Image point annotation entries:
---

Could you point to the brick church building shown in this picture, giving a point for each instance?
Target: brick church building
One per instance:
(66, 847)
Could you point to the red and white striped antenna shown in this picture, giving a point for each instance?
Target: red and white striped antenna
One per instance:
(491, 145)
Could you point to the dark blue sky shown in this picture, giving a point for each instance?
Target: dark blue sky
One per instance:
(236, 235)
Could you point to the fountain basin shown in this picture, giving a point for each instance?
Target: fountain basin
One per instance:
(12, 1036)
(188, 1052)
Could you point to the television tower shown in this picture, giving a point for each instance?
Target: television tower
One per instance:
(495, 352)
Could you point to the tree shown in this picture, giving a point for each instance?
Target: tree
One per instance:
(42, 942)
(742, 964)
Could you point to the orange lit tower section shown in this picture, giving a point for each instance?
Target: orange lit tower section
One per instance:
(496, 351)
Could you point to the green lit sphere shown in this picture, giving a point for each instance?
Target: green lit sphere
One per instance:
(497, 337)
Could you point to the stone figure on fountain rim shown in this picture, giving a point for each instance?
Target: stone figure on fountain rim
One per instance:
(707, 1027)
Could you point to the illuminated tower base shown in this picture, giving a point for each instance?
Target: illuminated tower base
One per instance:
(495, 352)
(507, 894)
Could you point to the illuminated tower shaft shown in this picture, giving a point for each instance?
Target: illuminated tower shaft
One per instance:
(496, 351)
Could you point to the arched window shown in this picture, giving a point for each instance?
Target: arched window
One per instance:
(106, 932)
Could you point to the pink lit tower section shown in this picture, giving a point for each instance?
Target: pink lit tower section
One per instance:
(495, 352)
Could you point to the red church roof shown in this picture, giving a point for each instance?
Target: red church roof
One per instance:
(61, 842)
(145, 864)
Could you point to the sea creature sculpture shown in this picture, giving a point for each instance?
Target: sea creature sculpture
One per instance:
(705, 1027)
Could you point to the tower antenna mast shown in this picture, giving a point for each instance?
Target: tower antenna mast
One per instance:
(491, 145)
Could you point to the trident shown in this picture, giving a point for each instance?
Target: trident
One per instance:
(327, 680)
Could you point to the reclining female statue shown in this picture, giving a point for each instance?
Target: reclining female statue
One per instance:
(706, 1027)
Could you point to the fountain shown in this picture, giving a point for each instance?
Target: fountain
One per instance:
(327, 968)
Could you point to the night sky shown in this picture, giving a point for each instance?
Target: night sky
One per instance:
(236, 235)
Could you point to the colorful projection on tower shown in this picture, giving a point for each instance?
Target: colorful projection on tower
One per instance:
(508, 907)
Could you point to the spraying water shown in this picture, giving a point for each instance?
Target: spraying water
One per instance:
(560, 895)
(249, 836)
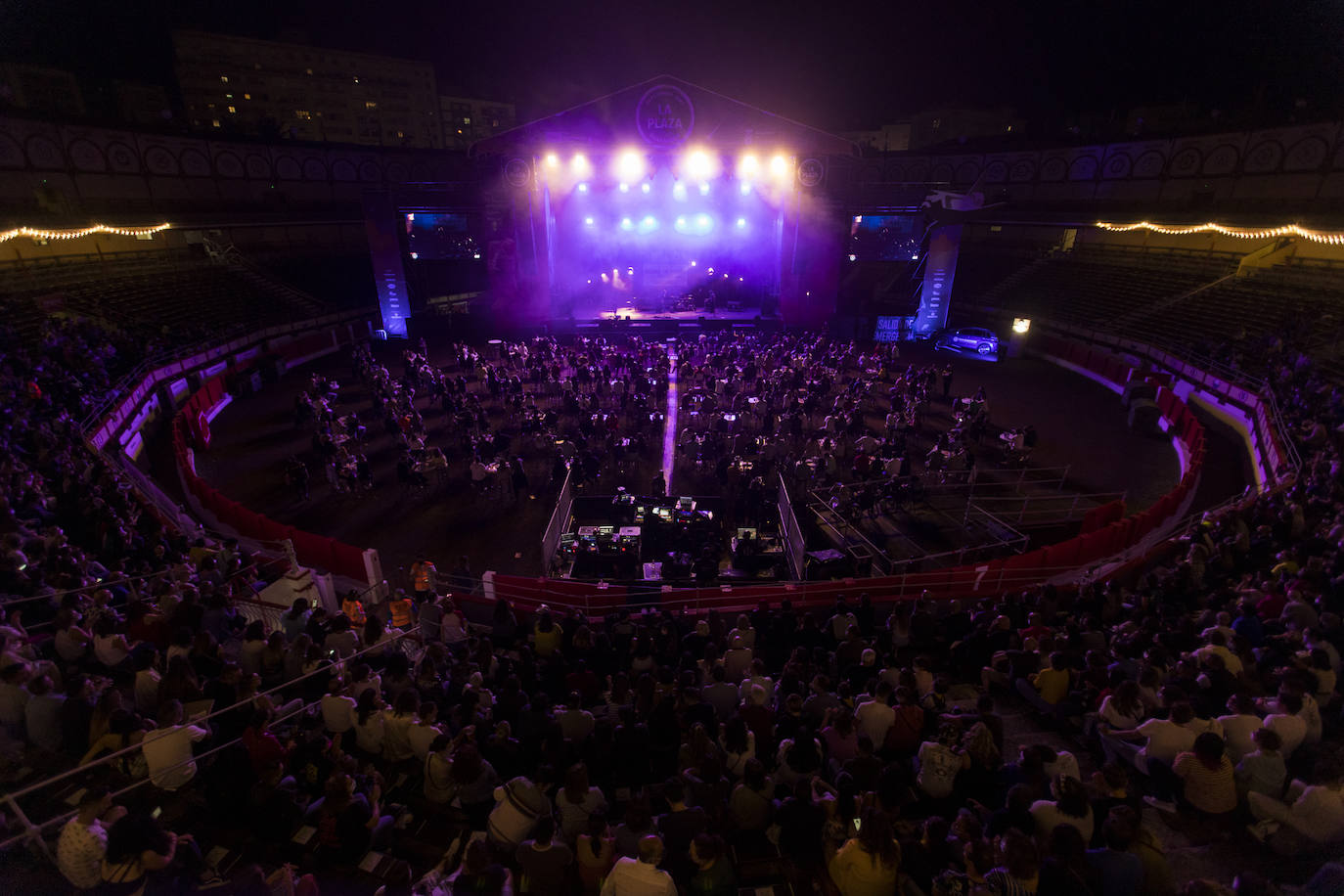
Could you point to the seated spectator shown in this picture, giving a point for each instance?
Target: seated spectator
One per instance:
(640, 876)
(545, 866)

---

**Task objective**
Without the pictures, retype exactly the lines from the one that holds "Could you point to the pink" to the last line of the data above, both of them included.

**Task answer**
Could you point to the pink lit tower section shown in this picture, giving a point for each instance?
Target: pink lit tower section
One per instance:
(495, 352)
Could you point to the red church roof shown in this picture, giving a point for each instance?
Target: red church roof
One per instance:
(61, 842)
(145, 864)
Could you point to the sea creature sculpture shown in this picture, giving a point for each instance?
Target: sea creature sculpture
One per instance:
(705, 1027)
Could you point to the tower antenna mast shown in this picture, giving a point for each instance?
Target: tower antenna mast
One per instance:
(491, 145)
Could you point to the trident shown in this picture, giving a point for each instance?
Target: trident
One per instance:
(327, 680)
Could you point to the reclining female statue shown in this picture, giving a point for each instance?
Target: reclining female statue
One per instance:
(706, 1027)
Could you point to the fountain shown in this picture, giving a point for each instance?
Target: fountain
One per instance:
(327, 968)
Could you point to the night sky shown in this picture, giving a point for each instance?
Target: night sky
One per instance:
(236, 235)
Could you point to the colorful projection on tower shown in this picture, giving a point for each instance?
Target: colorful projection on tower
One per instance:
(508, 907)
Could you point to the spraying water shown in this picture, giving a point for each instance?
Target: spraying water
One per instance:
(560, 895)
(249, 836)
Could you point to the seated spectator shown in this picture, giving a point for each instance?
Target: seated spectator
One per instance:
(640, 876)
(545, 866)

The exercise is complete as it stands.